Text block:
= = = = =
Before that the last major intrusion by politics into the real news department’s realm – apart from John Howard’s Wallabies tracksuit and obligatory cricket Test match appearances – was the 1980 and ’84 Olympic boycotts and Bob Hawke’s glass-shattering decision to take on a journo’s high-bouncing spinner.
But we have been perturbed by news this week that Maitland Blacks fan Robyn Parker has been dumped from new Premier Mike Baird’s cabinet and that Upper Hunter MP George Souris has been replaced as minister for the Hunter by Gladys Berejiklian who isn’t actually from the Hunter.
For political pundits this may not be such a shock, but from the parochial types who inhabit the sports desk it’s akin to relocating the Newcastle Knights to Gosford.
Berejiklian faces a Buddy Franklin-size challenge if she is going to win the hearts and minds of the Hunter sporting public and be embraced as Our Glad.
Firstly we have to establish her credentials and we have a few questions to start with.
Glad, which team do you support in the realNRL and if it isn’t the Pickers or Bulldogs, why not?
Will you be attending the realNRL grand final between the Pickers (they’ll be the ones in black) and Bulldogs?
Have you bought your membership ticket for the Knights and Jets yet?
Glad, your answers to these question are not deal killers, but we do expect a commitment to sport in the Hunter.
One political concept we came across while reading about the history of baseball – and quite liked – was pork barelling.
US politicians, particularly those from below the Mason-Dixie line, have got it down to a fine art.
= = = = =
Saved entries:
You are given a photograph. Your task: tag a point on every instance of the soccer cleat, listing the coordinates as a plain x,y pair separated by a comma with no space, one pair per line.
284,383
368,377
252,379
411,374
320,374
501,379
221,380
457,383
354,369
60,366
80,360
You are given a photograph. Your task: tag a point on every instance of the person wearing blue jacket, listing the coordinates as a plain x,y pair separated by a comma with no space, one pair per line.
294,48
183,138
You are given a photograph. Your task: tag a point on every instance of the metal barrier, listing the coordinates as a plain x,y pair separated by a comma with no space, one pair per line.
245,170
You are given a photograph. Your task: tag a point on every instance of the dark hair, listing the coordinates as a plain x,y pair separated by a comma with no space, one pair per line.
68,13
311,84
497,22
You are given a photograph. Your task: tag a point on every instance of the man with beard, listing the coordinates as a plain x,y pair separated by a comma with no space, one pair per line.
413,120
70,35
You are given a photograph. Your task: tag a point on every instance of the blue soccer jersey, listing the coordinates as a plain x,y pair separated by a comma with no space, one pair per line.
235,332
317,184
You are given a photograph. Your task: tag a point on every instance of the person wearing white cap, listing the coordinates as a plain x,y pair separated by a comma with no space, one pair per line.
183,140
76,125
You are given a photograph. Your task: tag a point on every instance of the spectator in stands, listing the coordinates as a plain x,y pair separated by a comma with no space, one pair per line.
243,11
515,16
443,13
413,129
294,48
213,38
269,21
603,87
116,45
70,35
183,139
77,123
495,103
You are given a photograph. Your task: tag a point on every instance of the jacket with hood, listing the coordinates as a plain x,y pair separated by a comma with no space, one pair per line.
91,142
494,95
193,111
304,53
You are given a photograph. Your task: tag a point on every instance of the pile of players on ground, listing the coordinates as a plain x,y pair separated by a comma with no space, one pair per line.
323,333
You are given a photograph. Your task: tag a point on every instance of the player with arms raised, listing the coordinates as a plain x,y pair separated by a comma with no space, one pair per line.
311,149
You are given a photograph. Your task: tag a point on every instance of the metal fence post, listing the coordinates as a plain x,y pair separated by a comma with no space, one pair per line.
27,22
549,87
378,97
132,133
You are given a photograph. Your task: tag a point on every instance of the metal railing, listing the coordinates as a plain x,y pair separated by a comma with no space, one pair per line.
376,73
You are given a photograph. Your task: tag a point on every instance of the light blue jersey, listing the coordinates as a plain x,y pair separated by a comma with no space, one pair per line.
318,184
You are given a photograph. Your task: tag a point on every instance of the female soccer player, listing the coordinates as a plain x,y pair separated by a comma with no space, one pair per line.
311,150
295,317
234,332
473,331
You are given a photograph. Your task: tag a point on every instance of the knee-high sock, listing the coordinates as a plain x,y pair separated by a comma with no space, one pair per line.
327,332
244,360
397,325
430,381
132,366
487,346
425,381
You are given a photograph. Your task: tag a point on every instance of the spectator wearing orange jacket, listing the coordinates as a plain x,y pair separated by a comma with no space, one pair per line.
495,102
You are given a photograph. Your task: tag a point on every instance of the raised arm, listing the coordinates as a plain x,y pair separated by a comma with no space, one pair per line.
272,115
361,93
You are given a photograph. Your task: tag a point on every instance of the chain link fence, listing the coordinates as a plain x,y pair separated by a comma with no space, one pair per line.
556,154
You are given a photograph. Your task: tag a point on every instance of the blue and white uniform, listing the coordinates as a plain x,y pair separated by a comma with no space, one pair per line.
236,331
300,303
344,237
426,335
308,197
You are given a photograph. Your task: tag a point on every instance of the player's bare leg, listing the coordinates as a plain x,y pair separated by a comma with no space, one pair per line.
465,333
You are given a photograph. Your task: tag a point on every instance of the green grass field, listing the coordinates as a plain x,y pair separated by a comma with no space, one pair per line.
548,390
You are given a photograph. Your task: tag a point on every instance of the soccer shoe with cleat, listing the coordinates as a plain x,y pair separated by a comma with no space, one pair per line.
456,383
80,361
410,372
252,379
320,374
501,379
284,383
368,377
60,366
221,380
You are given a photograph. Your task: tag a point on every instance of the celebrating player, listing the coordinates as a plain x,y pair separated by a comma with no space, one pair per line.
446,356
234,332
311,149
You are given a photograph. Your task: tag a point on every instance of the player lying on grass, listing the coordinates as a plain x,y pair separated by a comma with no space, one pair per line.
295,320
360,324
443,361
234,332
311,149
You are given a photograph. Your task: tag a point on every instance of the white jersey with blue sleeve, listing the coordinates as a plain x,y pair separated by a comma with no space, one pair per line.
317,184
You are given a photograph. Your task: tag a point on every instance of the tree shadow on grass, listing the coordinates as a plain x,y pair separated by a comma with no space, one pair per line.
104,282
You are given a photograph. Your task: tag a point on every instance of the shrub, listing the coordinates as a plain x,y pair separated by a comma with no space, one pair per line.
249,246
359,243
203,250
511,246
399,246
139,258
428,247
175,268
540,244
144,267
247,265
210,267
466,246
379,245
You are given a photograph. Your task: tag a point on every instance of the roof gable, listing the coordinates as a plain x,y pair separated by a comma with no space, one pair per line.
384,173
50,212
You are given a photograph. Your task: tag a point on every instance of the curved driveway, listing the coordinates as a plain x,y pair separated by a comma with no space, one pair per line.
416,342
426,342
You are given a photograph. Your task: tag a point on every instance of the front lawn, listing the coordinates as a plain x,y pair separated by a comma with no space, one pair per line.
= = = = =
Problems and tasks:
**a)** In the column on Hunter sport and politics, who replaced George Souris as minister for the Hunter?
**b)** Carry the column on Hunter sport and politics forward from its last sentence, keeping its tone.
You won't need the saved entries for any of this.

Answers to each task:
**a)** Gladys Berejiklian

**b)**
We don’t like negative terms like buying votes, instead let’s call it the Field of
Dreams policy – “build it and they will come”.
Our first request doesn’t event require capital expenditure – a couple of get out of jail free cards for Knights players to use during the off-season.
Our second is quite easy as well and probably fits into your other portfolio of transport.
Can you change the M1’s name back to the F3 – the M1 Derby sounds more like a gun battle than a football match.
On the subject of road names, the Hunter Expressway is brilliant but it would be even better if named in honour of John Sattler.
While you are at it, the Burke and Pannowitz link roads to Maitland would be pretty good and why not the Johns Way to Cessnock.
No pork barrelling list would be complete without some major capital projects and fast-tracking the purpose-built stadium for the Pickers would be a nice start.
I’m sure if you can get plans through cabinet in the next year, everyone would be happy to call it Our Glad Park.
Our big ticket item involves scrapping plans for housing at Loxford and turning the precinct into Australia’s premier motor sport centre.
An around-ground stand at the Kurri Kurri Speedway, with toilets, could kick things off.
This could be followed by the Chad Reed Motocross Stadium and Casey Stoner Raceway, with a track suitable for MotoGP, Formula 1 and V8s.
Glad, you have big shoes to fill. Robyn has been and no doubt will continue to be a great supporter of sport in Maitland.
Like all politicians she handed out plenty of cheques, but securing a new hospital to treat our injured players and supporters was a huge effort.
At the personal level, I think everyone in sport has welcomed her ongoing support of the Maitland Sportsperson of the Year Awards and looks forward to it continuing.